● **Exercise directions**: Please copy the keratoplasty abstract starting at "Conclusions: : A" and ending at "strongly pathological corneas.", replacing "healthy" with "normal".

● **Excerpted text**:
BEGIN
Purpose: : In former studies we have argued that a wavelength change may considerably improves the outcome of femtosecond laser keratoplasty. The purpose of the present work is to quantify the penetration depth and investigate the incision quality as a function of the laser wavelength when performing laser keratoplasty.

Methods: : In this study 100 penetrating incisions and 10 lamellar incisions have been performed on human corneas using wavelengths of 1.03 µm (which is typical for clinical systems) and the wavelengths in the range of 1.4-1.7 µm, where 1.65 µm corresponds to the wavelength which had been identified as optimal during previous studies.The pulse characteristics were pulse duration of 700 femtoseconds, repetition rates of 1-10 kHz and energies in the range of 0.5-2 µJ. The laser pulses were focussed using different microscope objectives with numerical apertures ranging from 0.3 to 0.6.During the experiments, the corneas were fixed on an artificial chamber mounted on stepmotors allowing for three-dimensional positioning with micrometric precision with respect to the position of the laser beam focus.The incisions were subsequently analysed using scanning and transmission electron microscopy (SEM and TEM, respectively).

Results: : Confirming previous studies, we obtain an optimal penetration depth when the cornea is treated using a laser wavelength of 1.65 µm. Using this wavelength, the observed incision quality of lamellar interface is at least conserved compared to the quality obtained when performing lamellar cut at 1.03 µm; corneal flaps are more easily detached and wider pulse spacing is possible. The penetration depth is improved by a factor of at least 2 and up to 5; penetrating keratoplasty is possible even on strongly oedematous corneas.

Conclusions: : A wavelength change from 1.03 µm to 1.65 µm strongly improves the penetration depth while maintaining good incision quality in keratoplasty on healthy and strongly pathological corneas.
END
(Dataset excerpts)
BEGIN
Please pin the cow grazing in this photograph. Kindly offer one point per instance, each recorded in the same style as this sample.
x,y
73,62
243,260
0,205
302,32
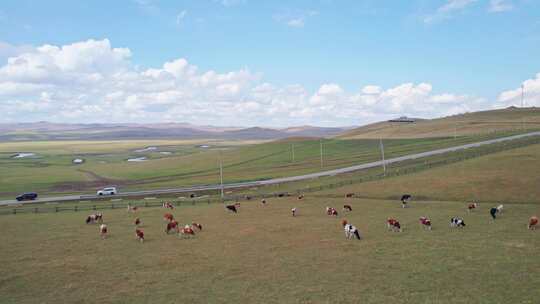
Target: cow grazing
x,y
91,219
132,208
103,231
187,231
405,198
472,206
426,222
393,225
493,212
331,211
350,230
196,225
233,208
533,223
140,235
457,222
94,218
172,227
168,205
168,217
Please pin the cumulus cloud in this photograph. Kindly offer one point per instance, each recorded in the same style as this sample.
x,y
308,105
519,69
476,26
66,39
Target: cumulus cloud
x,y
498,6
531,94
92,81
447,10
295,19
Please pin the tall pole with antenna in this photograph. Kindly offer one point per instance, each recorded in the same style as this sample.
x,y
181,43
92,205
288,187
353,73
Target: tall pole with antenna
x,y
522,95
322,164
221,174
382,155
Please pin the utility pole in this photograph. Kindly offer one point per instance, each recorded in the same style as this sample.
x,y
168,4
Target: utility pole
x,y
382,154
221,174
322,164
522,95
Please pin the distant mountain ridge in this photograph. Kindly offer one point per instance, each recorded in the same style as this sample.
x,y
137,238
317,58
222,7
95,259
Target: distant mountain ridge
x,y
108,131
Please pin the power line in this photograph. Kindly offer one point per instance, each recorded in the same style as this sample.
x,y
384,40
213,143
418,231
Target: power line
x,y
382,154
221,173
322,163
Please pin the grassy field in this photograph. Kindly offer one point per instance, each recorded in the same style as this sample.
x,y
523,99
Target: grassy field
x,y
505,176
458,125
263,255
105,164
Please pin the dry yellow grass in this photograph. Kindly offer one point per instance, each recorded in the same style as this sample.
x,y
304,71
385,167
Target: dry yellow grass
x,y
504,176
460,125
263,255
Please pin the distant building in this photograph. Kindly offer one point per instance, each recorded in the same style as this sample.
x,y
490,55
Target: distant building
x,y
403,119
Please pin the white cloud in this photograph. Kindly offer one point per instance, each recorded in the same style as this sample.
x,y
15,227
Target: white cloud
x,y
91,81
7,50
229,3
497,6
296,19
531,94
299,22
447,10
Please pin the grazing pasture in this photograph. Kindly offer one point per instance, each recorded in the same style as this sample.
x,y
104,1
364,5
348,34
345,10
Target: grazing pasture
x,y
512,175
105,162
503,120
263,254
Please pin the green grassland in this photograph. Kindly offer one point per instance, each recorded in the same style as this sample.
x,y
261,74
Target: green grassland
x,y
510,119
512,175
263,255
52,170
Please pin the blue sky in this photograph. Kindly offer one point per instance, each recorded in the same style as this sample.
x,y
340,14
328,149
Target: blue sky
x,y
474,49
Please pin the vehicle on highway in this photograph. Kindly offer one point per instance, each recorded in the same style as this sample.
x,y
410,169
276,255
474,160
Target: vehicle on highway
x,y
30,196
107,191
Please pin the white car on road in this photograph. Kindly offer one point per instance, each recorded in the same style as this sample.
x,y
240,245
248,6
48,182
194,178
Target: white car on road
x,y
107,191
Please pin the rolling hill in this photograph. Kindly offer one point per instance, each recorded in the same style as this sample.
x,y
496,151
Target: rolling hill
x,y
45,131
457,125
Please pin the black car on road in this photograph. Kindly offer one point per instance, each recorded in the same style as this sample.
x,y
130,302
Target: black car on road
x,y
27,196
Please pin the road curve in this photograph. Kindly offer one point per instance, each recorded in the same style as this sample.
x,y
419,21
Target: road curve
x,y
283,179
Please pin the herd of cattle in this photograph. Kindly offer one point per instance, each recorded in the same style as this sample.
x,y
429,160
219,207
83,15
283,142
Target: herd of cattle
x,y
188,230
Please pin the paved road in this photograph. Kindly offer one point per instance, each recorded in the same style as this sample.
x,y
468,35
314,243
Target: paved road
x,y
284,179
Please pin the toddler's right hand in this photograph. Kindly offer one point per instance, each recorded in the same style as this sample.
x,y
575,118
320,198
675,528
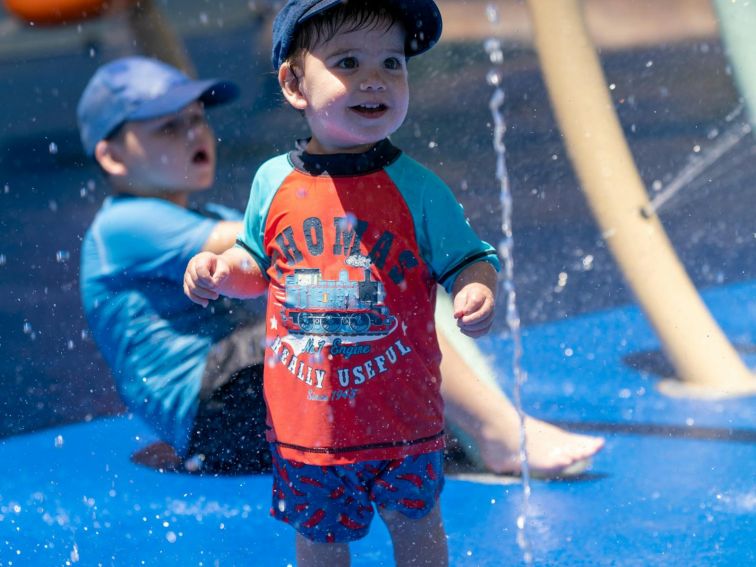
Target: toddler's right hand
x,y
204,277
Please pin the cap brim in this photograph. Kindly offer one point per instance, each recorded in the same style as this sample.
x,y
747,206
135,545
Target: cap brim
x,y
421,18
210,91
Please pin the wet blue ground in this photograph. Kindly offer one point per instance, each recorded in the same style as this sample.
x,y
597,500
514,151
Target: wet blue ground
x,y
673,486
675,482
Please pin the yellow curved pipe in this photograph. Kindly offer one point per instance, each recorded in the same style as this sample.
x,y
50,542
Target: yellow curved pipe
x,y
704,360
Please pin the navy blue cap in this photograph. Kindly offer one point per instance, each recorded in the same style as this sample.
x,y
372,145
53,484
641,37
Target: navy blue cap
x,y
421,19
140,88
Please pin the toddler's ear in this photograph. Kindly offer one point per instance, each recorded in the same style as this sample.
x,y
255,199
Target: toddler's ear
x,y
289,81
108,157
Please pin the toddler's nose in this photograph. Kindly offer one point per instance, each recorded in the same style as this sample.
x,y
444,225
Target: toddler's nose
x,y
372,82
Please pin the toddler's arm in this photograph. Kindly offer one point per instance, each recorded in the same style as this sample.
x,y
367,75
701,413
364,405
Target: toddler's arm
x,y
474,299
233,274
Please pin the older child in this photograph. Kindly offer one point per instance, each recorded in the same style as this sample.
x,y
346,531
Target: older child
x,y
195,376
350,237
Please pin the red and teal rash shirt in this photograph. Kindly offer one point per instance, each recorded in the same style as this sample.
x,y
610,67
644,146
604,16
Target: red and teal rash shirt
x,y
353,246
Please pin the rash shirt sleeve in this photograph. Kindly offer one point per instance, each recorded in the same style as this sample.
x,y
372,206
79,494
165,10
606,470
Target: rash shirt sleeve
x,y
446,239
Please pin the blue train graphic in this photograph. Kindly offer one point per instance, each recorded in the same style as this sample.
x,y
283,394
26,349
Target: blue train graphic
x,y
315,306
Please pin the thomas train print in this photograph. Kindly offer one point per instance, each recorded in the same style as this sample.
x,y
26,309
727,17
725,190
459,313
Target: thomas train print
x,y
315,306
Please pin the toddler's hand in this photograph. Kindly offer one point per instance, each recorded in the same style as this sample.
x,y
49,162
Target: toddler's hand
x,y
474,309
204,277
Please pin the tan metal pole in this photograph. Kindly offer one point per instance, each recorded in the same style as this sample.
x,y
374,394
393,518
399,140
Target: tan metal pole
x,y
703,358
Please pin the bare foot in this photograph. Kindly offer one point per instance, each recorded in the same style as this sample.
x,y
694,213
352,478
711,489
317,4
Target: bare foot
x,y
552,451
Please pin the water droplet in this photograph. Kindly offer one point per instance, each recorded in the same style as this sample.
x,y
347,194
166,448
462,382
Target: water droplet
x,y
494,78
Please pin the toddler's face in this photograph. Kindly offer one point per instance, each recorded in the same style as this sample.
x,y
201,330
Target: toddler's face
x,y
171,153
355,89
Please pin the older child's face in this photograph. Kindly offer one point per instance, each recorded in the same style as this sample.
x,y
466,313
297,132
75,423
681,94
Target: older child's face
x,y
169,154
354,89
END
● **Response**:
Conclusions: : A wavelength change from 1.03 µm to 1.65 µm strongly improves the penetration depth while maintaining good incision quality in keratoplasty on normal and strongly pathological corneas.